## Extracted records
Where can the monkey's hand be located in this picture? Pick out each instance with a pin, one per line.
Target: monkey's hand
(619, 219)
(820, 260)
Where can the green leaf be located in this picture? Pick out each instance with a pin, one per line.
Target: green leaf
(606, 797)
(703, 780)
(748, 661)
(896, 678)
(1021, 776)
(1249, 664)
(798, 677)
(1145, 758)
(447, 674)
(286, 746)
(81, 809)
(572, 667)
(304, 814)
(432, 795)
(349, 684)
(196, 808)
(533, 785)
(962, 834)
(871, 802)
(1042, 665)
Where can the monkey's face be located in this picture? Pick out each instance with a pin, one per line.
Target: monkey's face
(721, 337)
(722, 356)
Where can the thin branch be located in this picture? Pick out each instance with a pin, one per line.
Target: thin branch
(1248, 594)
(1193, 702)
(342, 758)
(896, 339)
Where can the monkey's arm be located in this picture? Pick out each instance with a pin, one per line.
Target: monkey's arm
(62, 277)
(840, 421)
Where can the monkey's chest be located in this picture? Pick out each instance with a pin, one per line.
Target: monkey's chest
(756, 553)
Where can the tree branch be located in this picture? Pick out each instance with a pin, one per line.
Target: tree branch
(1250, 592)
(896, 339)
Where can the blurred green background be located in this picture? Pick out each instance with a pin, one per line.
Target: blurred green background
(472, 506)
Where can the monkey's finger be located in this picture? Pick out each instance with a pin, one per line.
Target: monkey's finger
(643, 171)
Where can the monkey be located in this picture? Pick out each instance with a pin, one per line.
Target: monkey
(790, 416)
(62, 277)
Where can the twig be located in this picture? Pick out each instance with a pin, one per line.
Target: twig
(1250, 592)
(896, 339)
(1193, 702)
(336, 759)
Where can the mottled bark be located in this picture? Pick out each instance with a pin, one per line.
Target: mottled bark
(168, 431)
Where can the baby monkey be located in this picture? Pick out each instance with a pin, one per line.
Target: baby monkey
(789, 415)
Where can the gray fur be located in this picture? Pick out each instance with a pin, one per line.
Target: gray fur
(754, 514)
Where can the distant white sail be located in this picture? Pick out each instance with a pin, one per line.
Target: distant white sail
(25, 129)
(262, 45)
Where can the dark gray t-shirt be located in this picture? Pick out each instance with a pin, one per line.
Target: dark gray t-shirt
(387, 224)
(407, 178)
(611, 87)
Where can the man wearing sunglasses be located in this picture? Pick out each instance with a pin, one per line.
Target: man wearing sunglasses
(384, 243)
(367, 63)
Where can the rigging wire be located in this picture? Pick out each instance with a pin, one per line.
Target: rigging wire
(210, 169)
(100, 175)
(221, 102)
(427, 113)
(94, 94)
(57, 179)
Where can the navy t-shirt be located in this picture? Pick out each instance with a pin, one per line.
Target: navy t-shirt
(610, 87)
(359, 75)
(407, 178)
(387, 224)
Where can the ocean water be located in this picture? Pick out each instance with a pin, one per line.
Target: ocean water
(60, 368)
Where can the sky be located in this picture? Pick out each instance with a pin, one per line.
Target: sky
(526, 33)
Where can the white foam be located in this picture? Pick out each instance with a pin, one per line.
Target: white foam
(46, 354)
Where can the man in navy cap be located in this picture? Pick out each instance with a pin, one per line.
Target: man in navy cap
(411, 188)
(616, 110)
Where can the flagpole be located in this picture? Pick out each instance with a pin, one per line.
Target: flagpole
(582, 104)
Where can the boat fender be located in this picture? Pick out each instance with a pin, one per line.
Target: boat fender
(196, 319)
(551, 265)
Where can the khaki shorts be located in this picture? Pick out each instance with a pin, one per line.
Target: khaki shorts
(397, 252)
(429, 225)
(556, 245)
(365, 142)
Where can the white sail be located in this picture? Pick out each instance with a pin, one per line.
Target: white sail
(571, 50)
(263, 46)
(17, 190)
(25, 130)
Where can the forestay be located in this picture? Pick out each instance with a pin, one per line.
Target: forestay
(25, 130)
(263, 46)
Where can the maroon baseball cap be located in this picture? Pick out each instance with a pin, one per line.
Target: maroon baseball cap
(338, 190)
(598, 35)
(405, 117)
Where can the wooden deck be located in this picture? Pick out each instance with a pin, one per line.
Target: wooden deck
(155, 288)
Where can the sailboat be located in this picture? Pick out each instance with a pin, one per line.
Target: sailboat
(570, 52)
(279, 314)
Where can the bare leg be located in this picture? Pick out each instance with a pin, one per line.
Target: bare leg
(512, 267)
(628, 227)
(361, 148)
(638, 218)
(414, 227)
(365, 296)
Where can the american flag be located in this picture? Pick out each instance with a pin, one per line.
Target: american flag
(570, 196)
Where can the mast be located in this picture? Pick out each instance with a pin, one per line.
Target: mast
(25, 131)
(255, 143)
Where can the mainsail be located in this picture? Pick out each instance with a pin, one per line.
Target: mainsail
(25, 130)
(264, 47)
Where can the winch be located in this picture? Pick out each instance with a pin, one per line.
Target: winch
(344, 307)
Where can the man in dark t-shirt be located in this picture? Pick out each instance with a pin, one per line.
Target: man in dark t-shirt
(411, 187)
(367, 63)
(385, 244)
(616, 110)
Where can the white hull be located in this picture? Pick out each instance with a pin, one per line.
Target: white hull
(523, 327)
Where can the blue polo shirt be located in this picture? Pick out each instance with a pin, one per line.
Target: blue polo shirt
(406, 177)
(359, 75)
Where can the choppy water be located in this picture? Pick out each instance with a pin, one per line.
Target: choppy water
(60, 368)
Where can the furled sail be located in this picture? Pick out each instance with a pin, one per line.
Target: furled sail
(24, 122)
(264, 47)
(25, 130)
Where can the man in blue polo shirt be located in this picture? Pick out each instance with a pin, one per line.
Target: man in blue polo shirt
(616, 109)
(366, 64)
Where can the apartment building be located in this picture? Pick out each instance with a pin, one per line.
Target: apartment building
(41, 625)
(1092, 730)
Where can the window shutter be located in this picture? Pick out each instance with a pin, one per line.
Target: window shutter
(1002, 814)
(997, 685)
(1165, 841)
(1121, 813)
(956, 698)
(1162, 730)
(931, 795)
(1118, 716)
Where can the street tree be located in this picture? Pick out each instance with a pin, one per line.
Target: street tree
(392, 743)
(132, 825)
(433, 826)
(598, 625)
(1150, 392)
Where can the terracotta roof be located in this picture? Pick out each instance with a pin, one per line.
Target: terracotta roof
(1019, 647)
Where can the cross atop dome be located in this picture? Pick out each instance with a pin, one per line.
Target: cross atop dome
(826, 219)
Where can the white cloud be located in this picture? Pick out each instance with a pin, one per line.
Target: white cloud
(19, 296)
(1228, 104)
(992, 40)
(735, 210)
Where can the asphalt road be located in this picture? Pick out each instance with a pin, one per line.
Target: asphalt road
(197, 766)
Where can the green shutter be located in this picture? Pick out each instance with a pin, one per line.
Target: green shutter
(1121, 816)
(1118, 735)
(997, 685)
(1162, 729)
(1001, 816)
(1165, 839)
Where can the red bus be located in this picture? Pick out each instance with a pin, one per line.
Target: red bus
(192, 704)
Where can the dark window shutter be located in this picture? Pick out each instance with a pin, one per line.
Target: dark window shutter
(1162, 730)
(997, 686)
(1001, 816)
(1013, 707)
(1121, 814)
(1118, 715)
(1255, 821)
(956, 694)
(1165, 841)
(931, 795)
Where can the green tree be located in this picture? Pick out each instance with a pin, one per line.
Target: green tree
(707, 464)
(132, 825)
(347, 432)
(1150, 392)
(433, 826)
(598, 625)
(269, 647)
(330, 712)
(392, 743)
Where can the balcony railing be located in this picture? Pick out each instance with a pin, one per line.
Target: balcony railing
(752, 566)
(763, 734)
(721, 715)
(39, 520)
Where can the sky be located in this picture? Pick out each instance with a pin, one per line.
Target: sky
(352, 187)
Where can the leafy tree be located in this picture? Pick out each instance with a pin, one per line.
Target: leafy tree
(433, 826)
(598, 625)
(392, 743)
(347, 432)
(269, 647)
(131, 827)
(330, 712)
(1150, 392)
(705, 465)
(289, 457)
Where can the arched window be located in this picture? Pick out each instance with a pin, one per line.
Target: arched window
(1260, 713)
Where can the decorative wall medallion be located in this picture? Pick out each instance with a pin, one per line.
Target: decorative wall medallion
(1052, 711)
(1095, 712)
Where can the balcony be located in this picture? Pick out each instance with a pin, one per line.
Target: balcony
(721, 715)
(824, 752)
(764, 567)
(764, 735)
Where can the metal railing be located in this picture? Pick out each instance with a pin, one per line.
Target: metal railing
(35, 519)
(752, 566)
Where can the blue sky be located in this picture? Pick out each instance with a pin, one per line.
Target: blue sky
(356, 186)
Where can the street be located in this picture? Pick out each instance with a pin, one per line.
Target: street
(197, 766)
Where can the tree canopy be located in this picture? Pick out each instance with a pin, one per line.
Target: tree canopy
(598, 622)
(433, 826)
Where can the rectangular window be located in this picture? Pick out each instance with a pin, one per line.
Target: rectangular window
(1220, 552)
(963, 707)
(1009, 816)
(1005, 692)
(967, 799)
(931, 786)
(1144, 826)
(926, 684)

## Instructions for the task
Return the lines from the line containing "Where can the leafy" to the end of the entries above, exactly as they appear and with no other output.

## Exercise response
Where can the leafy tree be located in this picture? Pick out each instance with a pin, one per line.
Target: leafy tree
(433, 826)
(598, 625)
(392, 743)
(347, 432)
(269, 647)
(131, 827)
(330, 712)
(1150, 392)
(705, 465)
(289, 457)
Where can the arched window be located in this picture? Pick out each instance with a pin, one per line.
Target: arched window
(1260, 713)
Where can the decorative wall medallion be located in this picture? Pick out each instance with a pin, one per line.
Target: decorative wall medallion
(1052, 711)
(1095, 712)
Where can the balcony be located in this picture? Pick out each instance with a pin, one per line.
Target: balcony
(721, 715)
(824, 752)
(764, 567)
(764, 735)
Where can the metal railing be located in this picture? Pick out each instance with a pin, one per line.
Target: metal railing
(35, 519)
(752, 566)
Where can the blue sky be located in this picture? Pick out each instance with a pin, one per line.
Target: blue sky
(356, 186)
Where can the street be located in this picture? Pick out each instance with a pin, one per line.
Target: street
(197, 766)
Where can the tree canopy be located in this picture? Pick out each instance with a pin, one per line.
Target: tree canopy
(598, 622)
(433, 826)
Where can the rectangular window be located in this picture? Pick out each instance with a pin, one per line.
Target: rectangular window
(1220, 552)
(963, 707)
(1009, 816)
(1005, 692)
(967, 799)
(931, 786)
(1144, 826)
(926, 684)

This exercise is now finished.